____ Data to examine

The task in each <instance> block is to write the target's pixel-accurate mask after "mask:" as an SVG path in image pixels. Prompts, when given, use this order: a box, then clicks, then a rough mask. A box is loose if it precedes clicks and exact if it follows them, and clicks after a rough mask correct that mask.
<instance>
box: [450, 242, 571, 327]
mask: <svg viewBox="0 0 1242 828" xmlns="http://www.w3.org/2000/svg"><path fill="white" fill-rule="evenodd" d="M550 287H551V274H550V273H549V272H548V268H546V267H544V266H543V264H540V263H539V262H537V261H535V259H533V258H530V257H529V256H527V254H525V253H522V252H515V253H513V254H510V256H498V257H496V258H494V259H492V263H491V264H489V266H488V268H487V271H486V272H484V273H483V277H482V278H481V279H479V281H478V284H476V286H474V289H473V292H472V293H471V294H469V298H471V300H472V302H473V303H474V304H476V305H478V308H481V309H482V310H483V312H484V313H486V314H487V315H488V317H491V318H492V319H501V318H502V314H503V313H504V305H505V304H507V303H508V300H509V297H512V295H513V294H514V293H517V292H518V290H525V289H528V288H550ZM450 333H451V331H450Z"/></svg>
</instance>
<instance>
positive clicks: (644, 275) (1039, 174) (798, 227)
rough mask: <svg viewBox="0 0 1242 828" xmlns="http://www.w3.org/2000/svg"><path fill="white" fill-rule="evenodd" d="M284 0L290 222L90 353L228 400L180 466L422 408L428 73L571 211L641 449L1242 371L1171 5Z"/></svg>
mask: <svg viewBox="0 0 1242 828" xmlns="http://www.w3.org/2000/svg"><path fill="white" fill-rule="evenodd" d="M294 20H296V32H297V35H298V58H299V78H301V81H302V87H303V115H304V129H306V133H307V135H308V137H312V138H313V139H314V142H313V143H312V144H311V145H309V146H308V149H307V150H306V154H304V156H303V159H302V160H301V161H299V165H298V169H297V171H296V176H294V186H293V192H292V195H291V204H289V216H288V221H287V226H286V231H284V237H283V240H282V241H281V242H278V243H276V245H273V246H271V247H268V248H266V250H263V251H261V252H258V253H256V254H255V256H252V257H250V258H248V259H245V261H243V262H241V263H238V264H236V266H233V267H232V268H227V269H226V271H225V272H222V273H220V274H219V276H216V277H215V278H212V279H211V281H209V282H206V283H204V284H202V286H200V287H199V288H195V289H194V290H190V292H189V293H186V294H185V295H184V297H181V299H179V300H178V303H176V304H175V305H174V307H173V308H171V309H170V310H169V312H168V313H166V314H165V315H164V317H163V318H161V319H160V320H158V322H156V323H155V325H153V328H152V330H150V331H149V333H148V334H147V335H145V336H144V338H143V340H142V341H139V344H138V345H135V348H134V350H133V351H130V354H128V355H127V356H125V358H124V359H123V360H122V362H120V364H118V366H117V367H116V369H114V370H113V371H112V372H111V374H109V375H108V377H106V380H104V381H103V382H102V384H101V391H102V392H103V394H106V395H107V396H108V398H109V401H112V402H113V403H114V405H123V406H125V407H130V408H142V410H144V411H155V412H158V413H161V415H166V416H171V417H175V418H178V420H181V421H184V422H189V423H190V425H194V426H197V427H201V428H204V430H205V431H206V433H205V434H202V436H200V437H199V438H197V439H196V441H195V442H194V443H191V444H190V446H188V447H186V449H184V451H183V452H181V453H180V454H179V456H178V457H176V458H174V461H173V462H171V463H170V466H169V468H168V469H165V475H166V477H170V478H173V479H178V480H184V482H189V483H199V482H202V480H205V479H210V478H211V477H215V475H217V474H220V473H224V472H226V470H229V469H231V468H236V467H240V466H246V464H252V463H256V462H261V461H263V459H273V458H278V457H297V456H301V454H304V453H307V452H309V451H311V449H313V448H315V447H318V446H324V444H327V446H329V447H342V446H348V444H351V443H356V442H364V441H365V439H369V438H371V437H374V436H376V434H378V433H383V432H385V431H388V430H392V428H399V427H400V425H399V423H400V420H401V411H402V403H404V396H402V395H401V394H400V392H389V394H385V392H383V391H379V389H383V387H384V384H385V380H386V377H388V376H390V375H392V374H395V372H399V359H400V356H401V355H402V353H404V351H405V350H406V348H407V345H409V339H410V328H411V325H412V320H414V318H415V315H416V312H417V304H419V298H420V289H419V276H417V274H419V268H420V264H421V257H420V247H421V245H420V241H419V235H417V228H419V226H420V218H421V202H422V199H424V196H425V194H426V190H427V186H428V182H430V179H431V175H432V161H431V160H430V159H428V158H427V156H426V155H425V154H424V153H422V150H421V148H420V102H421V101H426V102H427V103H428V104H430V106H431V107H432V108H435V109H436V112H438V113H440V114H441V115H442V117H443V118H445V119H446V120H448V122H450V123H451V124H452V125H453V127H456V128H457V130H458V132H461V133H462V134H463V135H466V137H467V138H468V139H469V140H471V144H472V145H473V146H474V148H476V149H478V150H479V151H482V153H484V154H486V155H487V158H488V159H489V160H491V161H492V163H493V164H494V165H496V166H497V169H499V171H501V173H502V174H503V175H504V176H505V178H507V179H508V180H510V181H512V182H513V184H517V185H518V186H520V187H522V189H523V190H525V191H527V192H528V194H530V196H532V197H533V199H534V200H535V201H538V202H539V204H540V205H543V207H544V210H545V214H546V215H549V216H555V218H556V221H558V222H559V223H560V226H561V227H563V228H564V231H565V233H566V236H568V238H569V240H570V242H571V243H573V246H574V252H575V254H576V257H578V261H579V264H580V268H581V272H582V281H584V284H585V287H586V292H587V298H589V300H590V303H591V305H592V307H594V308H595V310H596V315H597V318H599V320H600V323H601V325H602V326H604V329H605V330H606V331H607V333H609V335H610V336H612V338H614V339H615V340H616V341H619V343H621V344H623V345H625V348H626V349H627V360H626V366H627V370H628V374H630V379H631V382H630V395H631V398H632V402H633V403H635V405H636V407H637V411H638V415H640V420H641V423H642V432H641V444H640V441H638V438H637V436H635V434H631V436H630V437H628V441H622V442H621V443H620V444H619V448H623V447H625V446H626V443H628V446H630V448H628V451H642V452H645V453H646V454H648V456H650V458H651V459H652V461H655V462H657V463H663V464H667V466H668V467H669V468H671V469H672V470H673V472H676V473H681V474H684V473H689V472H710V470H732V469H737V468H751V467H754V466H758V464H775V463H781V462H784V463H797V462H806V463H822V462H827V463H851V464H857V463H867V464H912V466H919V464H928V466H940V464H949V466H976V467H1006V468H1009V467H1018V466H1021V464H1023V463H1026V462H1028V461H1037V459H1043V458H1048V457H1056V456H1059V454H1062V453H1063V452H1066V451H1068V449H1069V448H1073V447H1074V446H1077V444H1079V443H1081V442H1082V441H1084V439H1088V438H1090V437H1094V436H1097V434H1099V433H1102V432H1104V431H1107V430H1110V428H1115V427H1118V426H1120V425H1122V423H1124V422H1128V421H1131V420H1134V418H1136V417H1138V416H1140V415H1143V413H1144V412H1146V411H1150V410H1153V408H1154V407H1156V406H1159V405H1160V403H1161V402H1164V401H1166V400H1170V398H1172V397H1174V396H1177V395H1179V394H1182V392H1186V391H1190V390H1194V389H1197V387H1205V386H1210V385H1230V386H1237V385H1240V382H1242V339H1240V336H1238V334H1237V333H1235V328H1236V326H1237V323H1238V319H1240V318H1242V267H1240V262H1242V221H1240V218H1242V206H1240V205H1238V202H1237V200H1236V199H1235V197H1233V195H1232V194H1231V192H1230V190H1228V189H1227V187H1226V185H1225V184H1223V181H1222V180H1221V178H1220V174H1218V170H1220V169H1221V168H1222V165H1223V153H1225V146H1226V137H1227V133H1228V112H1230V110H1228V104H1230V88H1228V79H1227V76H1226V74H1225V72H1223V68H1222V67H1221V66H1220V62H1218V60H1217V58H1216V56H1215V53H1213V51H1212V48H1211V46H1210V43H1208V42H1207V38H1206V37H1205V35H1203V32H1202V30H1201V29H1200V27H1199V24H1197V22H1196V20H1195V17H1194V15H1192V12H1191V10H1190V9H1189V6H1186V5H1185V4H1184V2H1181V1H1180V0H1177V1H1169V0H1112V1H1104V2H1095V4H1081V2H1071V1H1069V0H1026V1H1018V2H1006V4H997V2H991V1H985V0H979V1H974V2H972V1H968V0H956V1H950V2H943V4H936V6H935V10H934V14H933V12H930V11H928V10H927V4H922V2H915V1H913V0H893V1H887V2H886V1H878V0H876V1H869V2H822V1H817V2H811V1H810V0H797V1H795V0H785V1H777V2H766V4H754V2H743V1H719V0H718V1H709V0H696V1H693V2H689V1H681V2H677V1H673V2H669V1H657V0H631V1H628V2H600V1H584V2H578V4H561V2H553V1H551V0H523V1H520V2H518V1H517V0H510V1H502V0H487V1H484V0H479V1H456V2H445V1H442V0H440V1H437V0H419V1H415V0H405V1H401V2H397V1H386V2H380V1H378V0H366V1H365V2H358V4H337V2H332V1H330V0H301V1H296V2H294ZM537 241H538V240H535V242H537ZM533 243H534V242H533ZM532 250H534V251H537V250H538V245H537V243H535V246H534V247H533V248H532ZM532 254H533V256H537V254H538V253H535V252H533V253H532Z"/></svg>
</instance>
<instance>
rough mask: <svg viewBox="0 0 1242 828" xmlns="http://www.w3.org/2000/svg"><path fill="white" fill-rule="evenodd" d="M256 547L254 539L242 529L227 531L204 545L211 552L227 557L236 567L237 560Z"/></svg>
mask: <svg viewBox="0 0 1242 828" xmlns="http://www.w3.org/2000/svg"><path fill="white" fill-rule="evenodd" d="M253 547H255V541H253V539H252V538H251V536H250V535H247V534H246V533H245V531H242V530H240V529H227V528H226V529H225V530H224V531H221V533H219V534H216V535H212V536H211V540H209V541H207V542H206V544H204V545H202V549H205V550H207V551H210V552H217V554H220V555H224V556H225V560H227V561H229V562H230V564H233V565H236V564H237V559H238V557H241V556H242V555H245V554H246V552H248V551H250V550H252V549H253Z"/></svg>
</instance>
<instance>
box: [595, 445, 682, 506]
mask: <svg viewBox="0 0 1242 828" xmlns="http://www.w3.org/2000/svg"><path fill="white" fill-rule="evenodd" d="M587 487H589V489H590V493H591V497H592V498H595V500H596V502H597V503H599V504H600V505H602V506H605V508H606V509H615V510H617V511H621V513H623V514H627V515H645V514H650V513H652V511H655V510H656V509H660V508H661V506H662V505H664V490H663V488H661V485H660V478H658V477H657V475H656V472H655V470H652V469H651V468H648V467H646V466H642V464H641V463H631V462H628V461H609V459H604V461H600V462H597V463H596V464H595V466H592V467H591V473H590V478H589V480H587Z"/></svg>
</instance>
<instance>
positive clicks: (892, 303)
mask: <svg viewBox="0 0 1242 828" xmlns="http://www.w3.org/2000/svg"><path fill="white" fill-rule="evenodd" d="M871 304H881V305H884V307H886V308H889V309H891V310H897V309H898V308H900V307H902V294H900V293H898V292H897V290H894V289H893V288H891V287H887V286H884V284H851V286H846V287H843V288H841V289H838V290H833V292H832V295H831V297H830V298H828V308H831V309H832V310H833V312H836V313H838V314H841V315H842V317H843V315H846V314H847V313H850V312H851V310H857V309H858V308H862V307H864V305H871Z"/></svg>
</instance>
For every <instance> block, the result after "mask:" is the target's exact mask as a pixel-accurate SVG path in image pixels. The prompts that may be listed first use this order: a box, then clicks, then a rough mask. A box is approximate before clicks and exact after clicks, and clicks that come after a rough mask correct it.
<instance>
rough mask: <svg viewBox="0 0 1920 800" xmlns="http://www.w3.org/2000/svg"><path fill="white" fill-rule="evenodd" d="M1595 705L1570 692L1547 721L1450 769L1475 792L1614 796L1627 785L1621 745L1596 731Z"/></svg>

________

Prompt: Return the entries exactly through the "positive clicks: (644, 275)" line.

Answer to the exercise:
The task in each <instance> block is to write the target's pixel-accurate mask after "mask:" as an SVG path in image pixels. Prompts, when given, use this order: a box, then clicks, then a rough mask. A box is loose if it precedes clicks and exact if it follows them, and clicks after a rough mask correct that mask.
<instance>
box: [450, 242, 571, 327]
mask: <svg viewBox="0 0 1242 828" xmlns="http://www.w3.org/2000/svg"><path fill="white" fill-rule="evenodd" d="M550 287H551V274H550V273H549V272H548V268H546V267H544V266H543V264H540V263H539V262H537V261H535V259H533V258H530V257H529V256H527V254H525V253H522V252H515V253H513V254H510V256H498V257H496V258H494V259H492V263H491V264H489V266H488V268H487V271H486V272H484V273H483V277H482V278H481V279H479V281H478V284H476V286H474V289H473V292H472V293H471V294H469V298H471V300H472V302H473V303H474V304H476V305H478V308H481V309H482V310H483V312H484V313H486V314H487V315H488V317H491V318H492V319H501V318H502V314H503V313H504V305H505V304H507V303H508V300H509V297H512V295H513V294H514V293H517V292H518V290H525V289H528V288H550ZM450 333H451V331H450Z"/></svg>
</instance>
<instance>
positive clicks: (644, 275) (1039, 174) (798, 227)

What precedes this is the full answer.